↓

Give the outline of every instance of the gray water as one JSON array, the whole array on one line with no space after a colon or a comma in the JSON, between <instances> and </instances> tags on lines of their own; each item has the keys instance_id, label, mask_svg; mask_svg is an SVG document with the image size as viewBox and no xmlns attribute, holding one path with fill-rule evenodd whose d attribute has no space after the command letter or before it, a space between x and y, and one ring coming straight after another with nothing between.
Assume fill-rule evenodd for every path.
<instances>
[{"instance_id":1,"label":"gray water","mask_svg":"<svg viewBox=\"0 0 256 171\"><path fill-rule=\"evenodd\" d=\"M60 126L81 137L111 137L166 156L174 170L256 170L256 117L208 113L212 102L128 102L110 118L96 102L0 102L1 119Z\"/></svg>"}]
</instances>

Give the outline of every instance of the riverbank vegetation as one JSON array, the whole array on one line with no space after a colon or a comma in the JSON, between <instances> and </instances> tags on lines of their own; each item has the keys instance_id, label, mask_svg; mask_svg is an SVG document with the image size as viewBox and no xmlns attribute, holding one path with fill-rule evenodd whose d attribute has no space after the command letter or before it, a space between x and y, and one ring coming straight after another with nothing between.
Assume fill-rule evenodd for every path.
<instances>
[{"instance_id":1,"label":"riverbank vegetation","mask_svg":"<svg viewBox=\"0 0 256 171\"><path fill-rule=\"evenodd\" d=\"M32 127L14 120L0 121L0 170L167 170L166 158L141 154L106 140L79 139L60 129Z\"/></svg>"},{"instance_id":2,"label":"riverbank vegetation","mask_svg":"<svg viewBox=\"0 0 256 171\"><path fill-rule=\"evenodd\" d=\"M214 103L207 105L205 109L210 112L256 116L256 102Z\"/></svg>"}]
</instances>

↑

# Exercise prompt:
Write out the lines above, starting at the line that contains "Give the outline of every instance of the riverbank" and ending with the final line, and nothing else; copy them exactly.

# Written solution:
Give the outline of every instance of the riverbank vegetation as one JSON array, the whole array on one line with no space after a colon or a comma in the JSON, between <instances> and </instances> tags on lines of their own; each item has the keys instance_id, label, mask_svg; mask_svg is an SVG document with the image size as viewBox and no xmlns attribute, holding one path with fill-rule evenodd whose d attribute has no space after the command letter or before it, a space between x and y, and one ring coming straight after another with nothing between.
Assume fill-rule evenodd for every path.
<instances>
[{"instance_id":1,"label":"riverbank vegetation","mask_svg":"<svg viewBox=\"0 0 256 171\"><path fill-rule=\"evenodd\" d=\"M32 127L14 120L0 121L0 170L167 170L166 158L141 154L106 140L79 139L60 129Z\"/></svg>"},{"instance_id":2,"label":"riverbank vegetation","mask_svg":"<svg viewBox=\"0 0 256 171\"><path fill-rule=\"evenodd\" d=\"M214 103L207 105L205 109L210 112L256 116L256 102Z\"/></svg>"}]
</instances>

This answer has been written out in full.